(GIVEN EXERCISE) Write out each of the following items line for line, leaving out the pictures.

(RECORDS SUPPLIED)

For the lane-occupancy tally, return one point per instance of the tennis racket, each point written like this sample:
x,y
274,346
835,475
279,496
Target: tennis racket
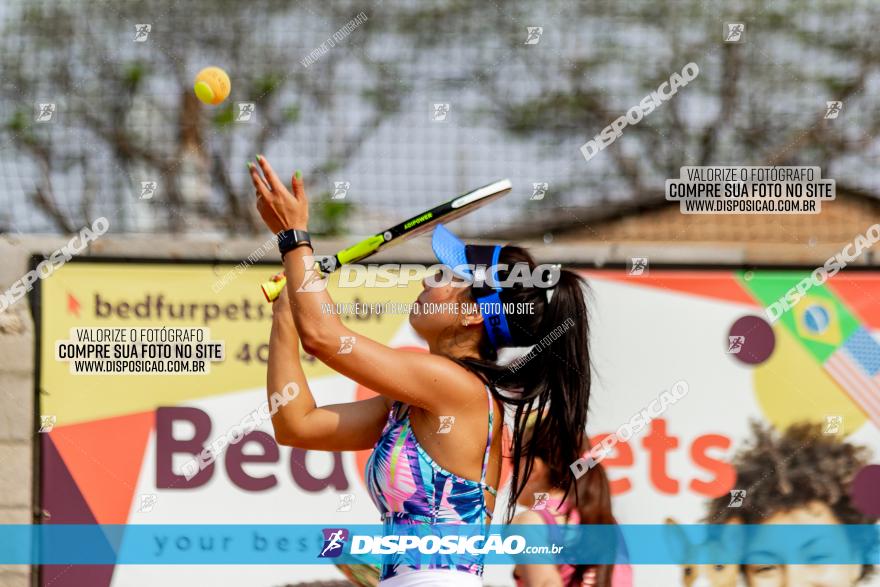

(OUTPUT FOR THIS EXERCISE)
For the lane-occupancy tally, return one point per instance of the tennis racket, each point written like this sample:
x,y
274,346
835,475
279,496
Target: tennis racket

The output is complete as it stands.